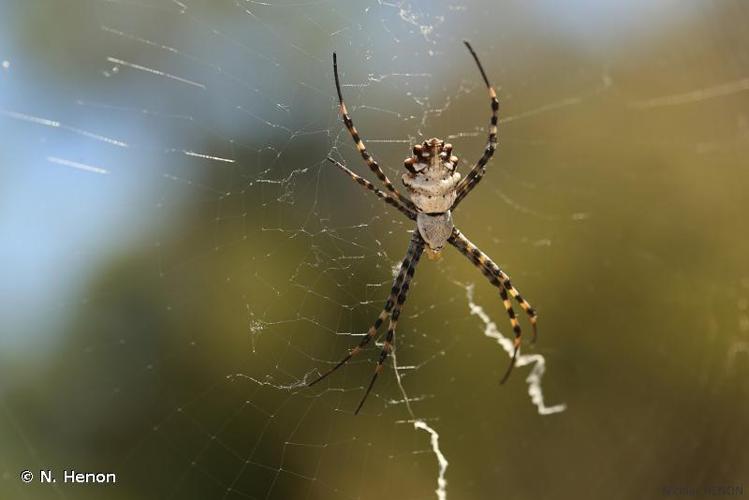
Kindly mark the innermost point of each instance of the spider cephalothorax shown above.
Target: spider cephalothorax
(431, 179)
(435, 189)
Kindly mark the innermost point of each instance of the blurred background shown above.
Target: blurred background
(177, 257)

====

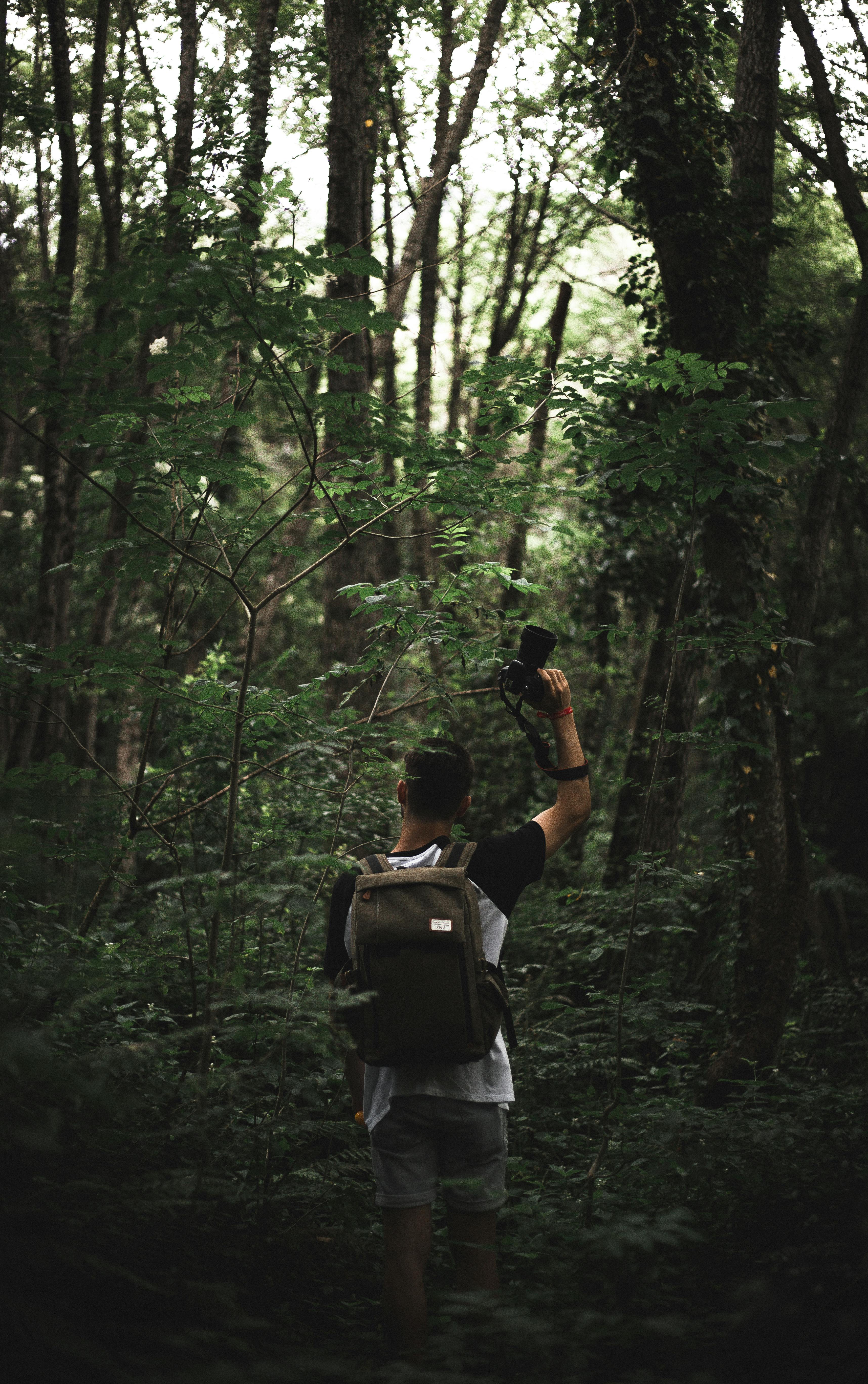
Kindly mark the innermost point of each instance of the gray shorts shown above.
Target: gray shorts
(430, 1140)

====

* [EXERCISE REQUIREMENTS]: A bare number is the expected answer: the tally of lines in the records above holding "instance".

* [OUTPUT FOR THIS TASK]: 3